> _Exercise task_: Reproduce the material below from its start through the line containing "point(190, 275)", replacing "Might I ask you to" with "Please" and changing nothing else. Leave the pictures out.

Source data
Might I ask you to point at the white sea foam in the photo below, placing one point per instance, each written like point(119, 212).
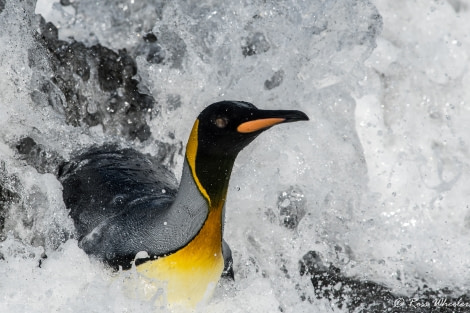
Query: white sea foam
point(382, 163)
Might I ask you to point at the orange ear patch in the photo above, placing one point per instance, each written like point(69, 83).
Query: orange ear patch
point(252, 126)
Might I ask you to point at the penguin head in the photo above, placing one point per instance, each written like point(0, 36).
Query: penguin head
point(226, 127)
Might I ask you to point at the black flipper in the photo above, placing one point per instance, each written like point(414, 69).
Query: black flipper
point(228, 261)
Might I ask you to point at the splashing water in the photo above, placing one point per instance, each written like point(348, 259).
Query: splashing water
point(375, 182)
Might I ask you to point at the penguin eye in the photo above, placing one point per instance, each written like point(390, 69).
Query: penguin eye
point(221, 122)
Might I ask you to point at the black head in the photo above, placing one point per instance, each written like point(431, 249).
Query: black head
point(220, 132)
point(226, 127)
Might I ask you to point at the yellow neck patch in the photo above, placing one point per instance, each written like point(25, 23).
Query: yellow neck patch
point(190, 275)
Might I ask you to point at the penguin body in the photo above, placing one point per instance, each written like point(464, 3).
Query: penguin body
point(123, 203)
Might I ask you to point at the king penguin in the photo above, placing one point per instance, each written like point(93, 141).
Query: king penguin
point(122, 202)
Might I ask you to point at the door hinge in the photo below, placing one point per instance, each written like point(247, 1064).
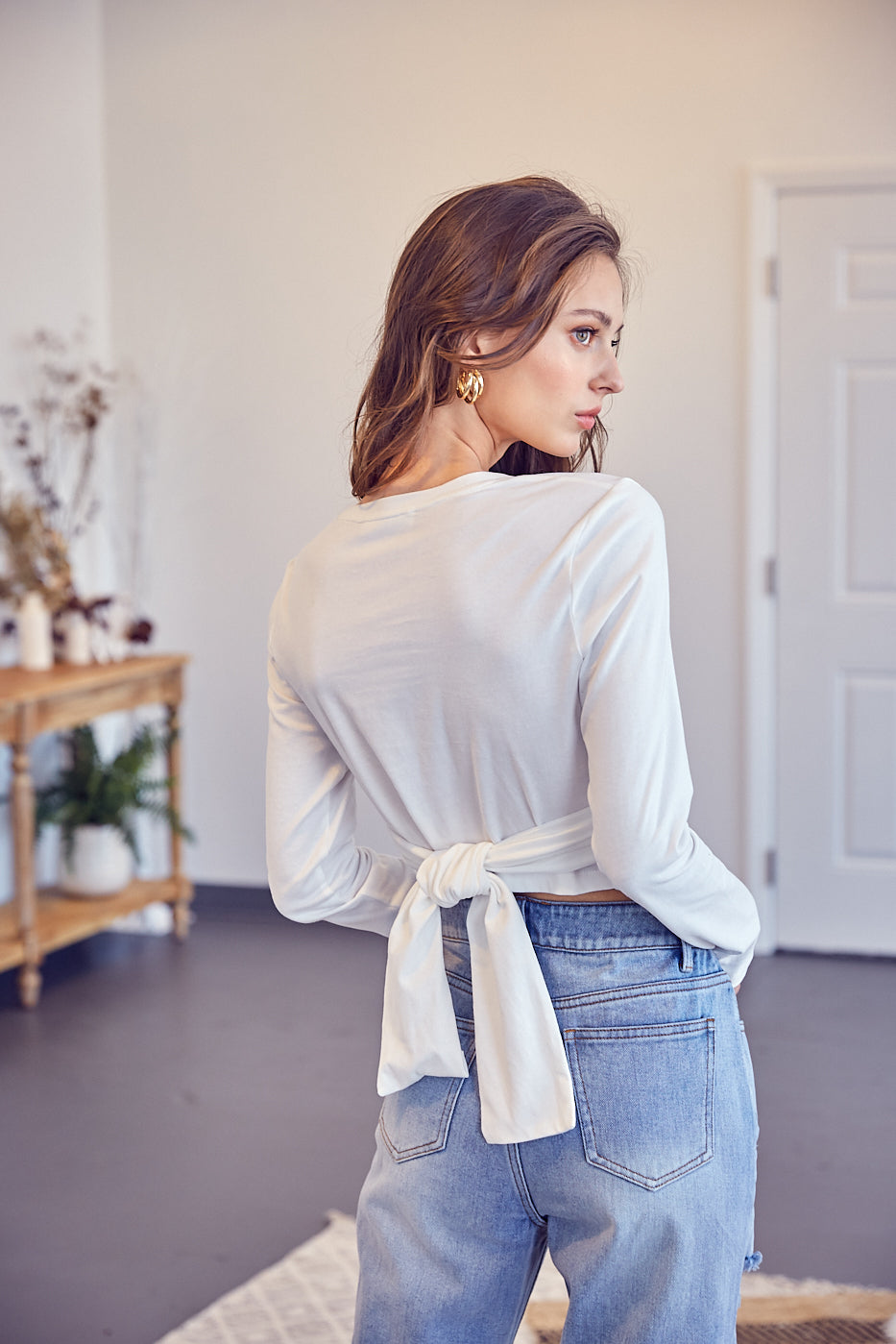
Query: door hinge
point(771, 277)
point(771, 575)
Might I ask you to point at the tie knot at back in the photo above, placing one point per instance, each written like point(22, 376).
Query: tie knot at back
point(455, 874)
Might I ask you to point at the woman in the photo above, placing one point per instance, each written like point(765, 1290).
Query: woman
point(482, 644)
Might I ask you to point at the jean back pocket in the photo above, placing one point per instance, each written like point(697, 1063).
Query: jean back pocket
point(645, 1098)
point(415, 1121)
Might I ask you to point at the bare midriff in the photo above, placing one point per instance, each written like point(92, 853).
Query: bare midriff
point(586, 895)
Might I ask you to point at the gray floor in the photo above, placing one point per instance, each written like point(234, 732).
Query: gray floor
point(174, 1118)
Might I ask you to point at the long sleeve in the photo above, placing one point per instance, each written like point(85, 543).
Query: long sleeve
point(315, 868)
point(640, 784)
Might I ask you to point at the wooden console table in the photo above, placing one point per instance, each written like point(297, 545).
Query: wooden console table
point(43, 701)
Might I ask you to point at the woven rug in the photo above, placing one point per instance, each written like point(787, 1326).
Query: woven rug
point(309, 1299)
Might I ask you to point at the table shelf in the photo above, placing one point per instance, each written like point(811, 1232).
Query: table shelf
point(36, 922)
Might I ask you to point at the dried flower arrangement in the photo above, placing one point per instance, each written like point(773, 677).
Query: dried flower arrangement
point(51, 451)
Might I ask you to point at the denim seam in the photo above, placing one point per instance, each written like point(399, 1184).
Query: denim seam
point(434, 1145)
point(607, 1164)
point(521, 1185)
point(599, 946)
point(602, 996)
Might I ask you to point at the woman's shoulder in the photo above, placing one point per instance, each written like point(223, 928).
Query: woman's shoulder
point(587, 496)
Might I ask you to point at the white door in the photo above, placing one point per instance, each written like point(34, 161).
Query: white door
point(837, 572)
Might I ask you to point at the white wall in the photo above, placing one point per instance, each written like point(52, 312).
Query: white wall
point(266, 161)
point(53, 219)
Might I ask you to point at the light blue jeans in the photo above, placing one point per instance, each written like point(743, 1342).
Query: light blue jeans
point(646, 1205)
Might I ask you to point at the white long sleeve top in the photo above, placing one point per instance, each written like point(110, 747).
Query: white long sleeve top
point(489, 662)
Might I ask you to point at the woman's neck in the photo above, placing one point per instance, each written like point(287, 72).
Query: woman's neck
point(445, 451)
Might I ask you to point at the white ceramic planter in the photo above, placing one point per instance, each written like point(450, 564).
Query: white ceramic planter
point(36, 633)
point(100, 863)
point(76, 639)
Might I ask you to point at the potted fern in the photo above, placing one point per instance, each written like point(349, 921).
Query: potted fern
point(93, 802)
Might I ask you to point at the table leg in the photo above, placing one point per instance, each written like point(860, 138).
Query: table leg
point(22, 818)
point(182, 903)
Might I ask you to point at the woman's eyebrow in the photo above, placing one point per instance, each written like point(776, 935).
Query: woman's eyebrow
point(600, 317)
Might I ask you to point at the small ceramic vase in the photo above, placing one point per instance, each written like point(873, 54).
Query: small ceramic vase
point(36, 633)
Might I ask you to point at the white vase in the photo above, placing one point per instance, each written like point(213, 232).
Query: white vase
point(36, 633)
point(76, 637)
point(100, 863)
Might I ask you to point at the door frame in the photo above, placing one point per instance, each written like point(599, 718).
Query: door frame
point(766, 185)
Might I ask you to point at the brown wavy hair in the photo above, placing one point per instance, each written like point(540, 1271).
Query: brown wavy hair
point(496, 257)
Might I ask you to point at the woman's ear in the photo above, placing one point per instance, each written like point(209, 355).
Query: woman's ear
point(481, 343)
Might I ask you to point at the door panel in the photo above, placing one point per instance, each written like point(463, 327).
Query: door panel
point(837, 572)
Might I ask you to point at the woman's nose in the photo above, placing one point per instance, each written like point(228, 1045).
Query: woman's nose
point(609, 377)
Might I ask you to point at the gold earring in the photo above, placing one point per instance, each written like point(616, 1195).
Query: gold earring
point(469, 384)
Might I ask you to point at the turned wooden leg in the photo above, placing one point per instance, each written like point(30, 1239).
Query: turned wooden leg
point(30, 984)
point(182, 903)
point(22, 819)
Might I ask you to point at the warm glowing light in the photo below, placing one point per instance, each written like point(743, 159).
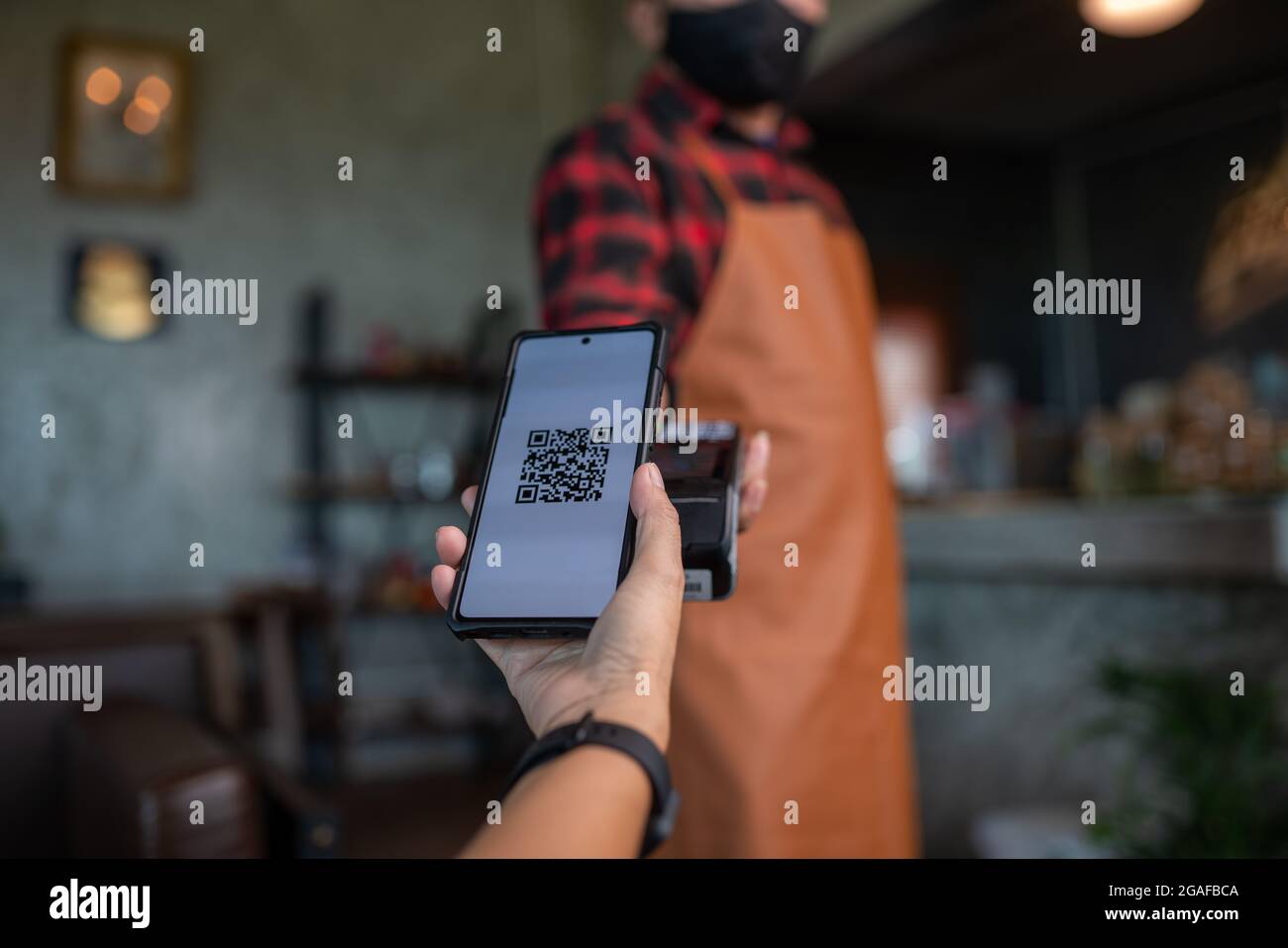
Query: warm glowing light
point(142, 116)
point(103, 85)
point(1136, 17)
point(155, 90)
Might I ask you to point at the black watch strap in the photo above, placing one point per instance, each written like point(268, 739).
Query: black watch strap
point(666, 798)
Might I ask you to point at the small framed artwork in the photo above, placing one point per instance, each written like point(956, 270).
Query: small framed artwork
point(110, 290)
point(125, 119)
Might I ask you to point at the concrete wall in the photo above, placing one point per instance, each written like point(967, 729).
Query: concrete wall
point(191, 436)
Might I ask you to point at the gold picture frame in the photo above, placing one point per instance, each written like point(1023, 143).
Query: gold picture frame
point(125, 117)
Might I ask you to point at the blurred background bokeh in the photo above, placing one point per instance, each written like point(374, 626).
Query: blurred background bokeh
point(1109, 683)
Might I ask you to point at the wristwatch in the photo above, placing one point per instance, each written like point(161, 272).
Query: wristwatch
point(666, 798)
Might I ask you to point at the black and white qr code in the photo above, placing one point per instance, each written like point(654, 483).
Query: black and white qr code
point(562, 468)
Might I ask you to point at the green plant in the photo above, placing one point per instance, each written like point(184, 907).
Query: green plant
point(1207, 773)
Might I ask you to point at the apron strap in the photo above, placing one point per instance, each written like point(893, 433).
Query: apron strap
point(709, 166)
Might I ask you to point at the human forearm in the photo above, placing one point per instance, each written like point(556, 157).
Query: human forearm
point(589, 802)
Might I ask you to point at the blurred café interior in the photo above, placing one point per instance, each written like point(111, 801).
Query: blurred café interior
point(1162, 156)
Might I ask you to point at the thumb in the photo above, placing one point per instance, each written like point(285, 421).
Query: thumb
point(657, 537)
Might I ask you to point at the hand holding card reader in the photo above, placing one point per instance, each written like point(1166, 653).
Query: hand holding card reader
point(703, 476)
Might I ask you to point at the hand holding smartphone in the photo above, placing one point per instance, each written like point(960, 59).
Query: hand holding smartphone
point(552, 531)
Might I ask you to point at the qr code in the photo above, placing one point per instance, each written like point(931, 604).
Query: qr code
point(562, 468)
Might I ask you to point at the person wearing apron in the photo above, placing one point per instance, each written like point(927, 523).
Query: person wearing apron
point(782, 742)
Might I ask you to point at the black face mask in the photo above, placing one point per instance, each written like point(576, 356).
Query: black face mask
point(737, 53)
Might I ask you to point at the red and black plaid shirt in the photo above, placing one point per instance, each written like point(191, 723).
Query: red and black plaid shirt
point(616, 250)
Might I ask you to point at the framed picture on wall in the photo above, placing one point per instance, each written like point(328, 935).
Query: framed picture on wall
point(125, 119)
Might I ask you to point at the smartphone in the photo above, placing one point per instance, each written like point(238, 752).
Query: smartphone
point(552, 533)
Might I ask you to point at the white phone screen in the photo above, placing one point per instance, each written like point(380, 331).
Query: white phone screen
point(550, 531)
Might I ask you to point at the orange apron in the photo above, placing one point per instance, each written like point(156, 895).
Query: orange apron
point(782, 745)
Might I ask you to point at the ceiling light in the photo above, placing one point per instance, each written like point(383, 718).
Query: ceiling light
point(1136, 17)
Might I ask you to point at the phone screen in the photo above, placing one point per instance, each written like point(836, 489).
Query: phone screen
point(554, 510)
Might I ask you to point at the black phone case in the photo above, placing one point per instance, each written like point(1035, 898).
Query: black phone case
point(550, 627)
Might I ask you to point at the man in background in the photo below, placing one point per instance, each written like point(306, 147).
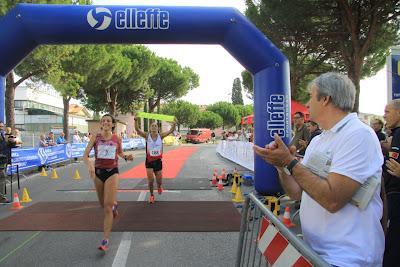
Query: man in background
point(377, 125)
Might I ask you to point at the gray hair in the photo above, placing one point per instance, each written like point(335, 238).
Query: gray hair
point(339, 87)
point(395, 103)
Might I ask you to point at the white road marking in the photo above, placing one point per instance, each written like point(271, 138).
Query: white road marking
point(123, 250)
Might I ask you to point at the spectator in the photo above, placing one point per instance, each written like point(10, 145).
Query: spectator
point(61, 139)
point(337, 163)
point(85, 138)
point(76, 138)
point(300, 133)
point(392, 184)
point(3, 162)
point(314, 130)
point(377, 125)
point(50, 139)
point(18, 141)
point(42, 143)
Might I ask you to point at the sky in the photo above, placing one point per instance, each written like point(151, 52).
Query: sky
point(217, 68)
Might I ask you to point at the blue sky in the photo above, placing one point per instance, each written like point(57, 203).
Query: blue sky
point(217, 68)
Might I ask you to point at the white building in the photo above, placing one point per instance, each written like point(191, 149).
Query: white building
point(39, 108)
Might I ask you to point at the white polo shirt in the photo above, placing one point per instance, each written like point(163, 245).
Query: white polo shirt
point(351, 236)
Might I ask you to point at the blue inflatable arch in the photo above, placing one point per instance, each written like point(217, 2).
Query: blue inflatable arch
point(29, 25)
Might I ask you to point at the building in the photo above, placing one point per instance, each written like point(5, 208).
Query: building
point(39, 108)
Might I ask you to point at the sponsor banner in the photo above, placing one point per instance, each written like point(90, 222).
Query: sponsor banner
point(25, 158)
point(395, 76)
point(78, 149)
point(28, 158)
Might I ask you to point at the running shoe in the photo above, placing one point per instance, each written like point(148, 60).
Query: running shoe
point(104, 245)
point(115, 210)
point(160, 190)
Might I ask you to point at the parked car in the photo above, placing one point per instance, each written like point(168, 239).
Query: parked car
point(200, 135)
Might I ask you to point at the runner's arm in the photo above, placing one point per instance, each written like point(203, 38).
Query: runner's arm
point(86, 158)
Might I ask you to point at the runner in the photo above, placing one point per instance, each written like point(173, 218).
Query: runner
point(104, 171)
point(154, 149)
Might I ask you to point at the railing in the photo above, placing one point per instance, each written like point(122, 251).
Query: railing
point(265, 241)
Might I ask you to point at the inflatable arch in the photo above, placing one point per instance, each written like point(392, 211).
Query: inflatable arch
point(30, 25)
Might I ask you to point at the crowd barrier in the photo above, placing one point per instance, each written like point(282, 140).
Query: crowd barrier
point(265, 241)
point(240, 152)
point(33, 157)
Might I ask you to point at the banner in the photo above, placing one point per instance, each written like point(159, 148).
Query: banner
point(33, 157)
point(395, 76)
point(154, 116)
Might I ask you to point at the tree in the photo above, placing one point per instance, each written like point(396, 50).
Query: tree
point(136, 88)
point(105, 68)
point(186, 113)
point(362, 32)
point(290, 25)
point(244, 110)
point(346, 36)
point(170, 82)
point(227, 111)
point(39, 64)
point(237, 98)
point(208, 119)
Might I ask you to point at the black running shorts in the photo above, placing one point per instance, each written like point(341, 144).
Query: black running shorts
point(104, 174)
point(156, 165)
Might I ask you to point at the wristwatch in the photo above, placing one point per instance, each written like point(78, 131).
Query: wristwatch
point(288, 168)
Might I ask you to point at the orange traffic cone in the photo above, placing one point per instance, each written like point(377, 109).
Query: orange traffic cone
point(234, 187)
point(220, 185)
point(222, 176)
point(77, 176)
point(25, 196)
point(16, 205)
point(286, 218)
point(43, 172)
point(214, 178)
point(54, 174)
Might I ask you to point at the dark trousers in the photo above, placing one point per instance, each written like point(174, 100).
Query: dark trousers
point(392, 246)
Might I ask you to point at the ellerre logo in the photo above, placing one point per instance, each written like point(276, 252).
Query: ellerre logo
point(100, 24)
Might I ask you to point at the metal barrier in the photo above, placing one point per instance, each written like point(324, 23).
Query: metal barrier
point(265, 241)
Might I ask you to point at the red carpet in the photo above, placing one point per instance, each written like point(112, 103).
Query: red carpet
point(172, 163)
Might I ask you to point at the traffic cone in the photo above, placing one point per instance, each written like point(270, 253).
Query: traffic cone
point(220, 185)
point(223, 175)
point(54, 174)
point(25, 196)
point(286, 218)
point(234, 186)
point(238, 196)
point(43, 172)
point(16, 205)
point(77, 176)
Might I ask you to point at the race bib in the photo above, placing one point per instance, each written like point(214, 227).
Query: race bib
point(106, 152)
point(155, 153)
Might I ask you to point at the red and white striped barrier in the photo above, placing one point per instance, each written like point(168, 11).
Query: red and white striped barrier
point(276, 249)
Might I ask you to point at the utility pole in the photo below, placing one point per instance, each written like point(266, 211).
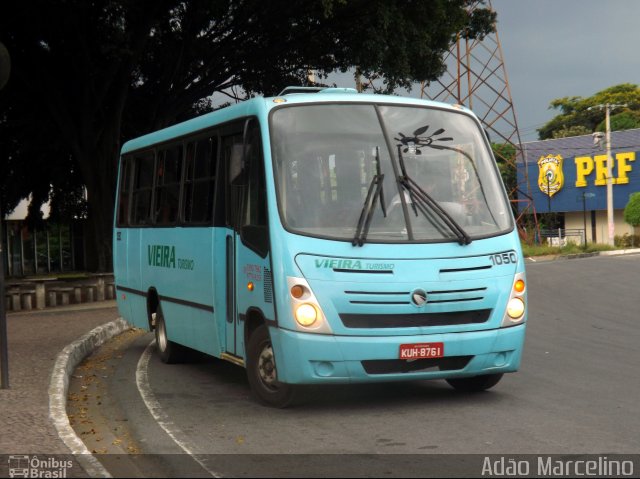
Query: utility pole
point(5, 69)
point(610, 219)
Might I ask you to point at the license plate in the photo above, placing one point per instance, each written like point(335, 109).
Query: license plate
point(421, 350)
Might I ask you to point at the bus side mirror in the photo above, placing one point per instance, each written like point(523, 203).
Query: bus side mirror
point(256, 237)
point(236, 166)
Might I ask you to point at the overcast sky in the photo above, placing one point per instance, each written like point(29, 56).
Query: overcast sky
point(558, 48)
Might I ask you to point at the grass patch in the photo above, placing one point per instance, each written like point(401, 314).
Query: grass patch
point(571, 248)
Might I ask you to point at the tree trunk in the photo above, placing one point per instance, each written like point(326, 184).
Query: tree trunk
point(99, 168)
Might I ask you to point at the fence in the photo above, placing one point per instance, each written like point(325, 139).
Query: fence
point(57, 248)
point(561, 237)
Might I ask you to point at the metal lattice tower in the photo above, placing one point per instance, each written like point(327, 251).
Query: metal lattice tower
point(476, 77)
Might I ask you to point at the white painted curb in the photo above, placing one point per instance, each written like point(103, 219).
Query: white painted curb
point(66, 363)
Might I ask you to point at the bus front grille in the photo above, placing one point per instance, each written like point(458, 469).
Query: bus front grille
point(373, 321)
point(396, 366)
point(404, 297)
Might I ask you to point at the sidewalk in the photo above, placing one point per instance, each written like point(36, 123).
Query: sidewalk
point(35, 339)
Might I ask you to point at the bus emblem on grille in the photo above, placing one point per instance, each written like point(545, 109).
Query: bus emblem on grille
point(419, 297)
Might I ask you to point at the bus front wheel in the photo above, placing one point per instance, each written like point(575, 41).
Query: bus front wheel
point(169, 351)
point(262, 373)
point(475, 383)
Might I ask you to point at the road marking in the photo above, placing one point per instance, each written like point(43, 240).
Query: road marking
point(154, 407)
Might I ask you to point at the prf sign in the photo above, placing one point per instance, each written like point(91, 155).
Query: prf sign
point(586, 165)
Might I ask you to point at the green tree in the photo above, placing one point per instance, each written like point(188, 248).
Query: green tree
point(577, 117)
point(632, 210)
point(85, 75)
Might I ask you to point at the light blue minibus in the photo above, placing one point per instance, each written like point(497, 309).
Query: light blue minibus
point(324, 237)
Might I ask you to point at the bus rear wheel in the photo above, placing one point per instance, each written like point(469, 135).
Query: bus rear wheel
point(263, 374)
point(475, 383)
point(169, 352)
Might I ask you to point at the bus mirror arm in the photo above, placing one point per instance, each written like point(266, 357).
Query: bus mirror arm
point(256, 237)
point(237, 166)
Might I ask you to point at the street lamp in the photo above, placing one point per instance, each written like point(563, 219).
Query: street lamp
point(610, 221)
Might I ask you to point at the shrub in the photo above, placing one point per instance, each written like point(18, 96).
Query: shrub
point(632, 210)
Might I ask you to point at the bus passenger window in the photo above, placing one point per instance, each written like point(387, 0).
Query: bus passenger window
point(168, 173)
point(123, 199)
point(142, 186)
point(254, 207)
point(200, 180)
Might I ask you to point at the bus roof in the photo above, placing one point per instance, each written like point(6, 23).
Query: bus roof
point(260, 104)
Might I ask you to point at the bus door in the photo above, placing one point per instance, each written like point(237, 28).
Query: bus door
point(247, 274)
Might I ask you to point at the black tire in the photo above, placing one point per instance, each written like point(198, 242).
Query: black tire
point(169, 352)
point(475, 383)
point(262, 372)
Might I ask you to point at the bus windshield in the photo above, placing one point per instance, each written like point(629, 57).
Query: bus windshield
point(386, 173)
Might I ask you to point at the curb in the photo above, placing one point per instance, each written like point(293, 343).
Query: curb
point(616, 252)
point(64, 366)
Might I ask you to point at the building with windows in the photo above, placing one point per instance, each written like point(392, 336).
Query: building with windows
point(568, 176)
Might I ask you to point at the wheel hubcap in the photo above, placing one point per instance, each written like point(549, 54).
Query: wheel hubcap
point(162, 337)
point(267, 367)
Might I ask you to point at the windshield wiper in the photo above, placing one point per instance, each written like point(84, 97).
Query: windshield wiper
point(366, 214)
point(423, 201)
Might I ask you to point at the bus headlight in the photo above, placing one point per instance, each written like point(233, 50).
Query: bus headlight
point(515, 308)
point(517, 303)
point(306, 314)
point(305, 307)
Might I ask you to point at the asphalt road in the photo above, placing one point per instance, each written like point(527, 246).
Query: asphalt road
point(576, 393)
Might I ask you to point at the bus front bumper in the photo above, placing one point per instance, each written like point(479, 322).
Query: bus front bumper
point(304, 358)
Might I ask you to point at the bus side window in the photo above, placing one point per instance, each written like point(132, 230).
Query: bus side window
point(143, 169)
point(167, 194)
point(200, 180)
point(254, 231)
point(227, 195)
point(123, 199)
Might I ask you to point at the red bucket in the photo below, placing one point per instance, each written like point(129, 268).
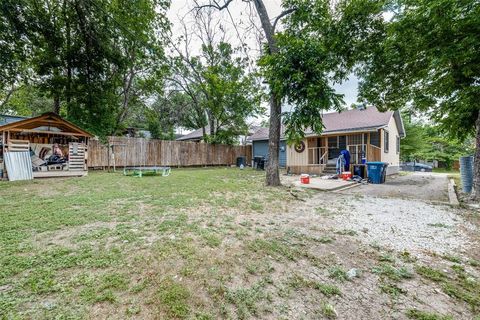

> _The reply_:
Please point at the white sea foam in the photo below, placing one point per instance, each written like point(119, 212).
Query: white sea foam
point(382, 163)
Please point at the orange ear patch in the photo above, placing one point per instance, each written like point(69, 83).
Query: orange ear patch
point(252, 126)
Please point at the penguin head in the photo above, placing one point per instance, each written like point(0, 36).
Query: penguin head
point(226, 127)
Please point at the black flipper in the photo above, placing one point per instance, each written like point(414, 69).
Query: black flipper
point(228, 261)
Please point at the splashing water in the photo above, placing one point per instance, each written like point(348, 259).
Query: splashing water
point(375, 182)
Please point at the penguin eye in the photo above, placing one point per instance, each written like point(390, 69).
Query: penguin eye
point(221, 122)
Please point at the black head in the photo above, placing one point per instance, each written like point(431, 249).
Query: black head
point(220, 132)
point(226, 127)
Please point at the yellow neck patch in the photo above, placing one point per instance, each written like point(25, 23).
Query: yellow neck patch
point(190, 275)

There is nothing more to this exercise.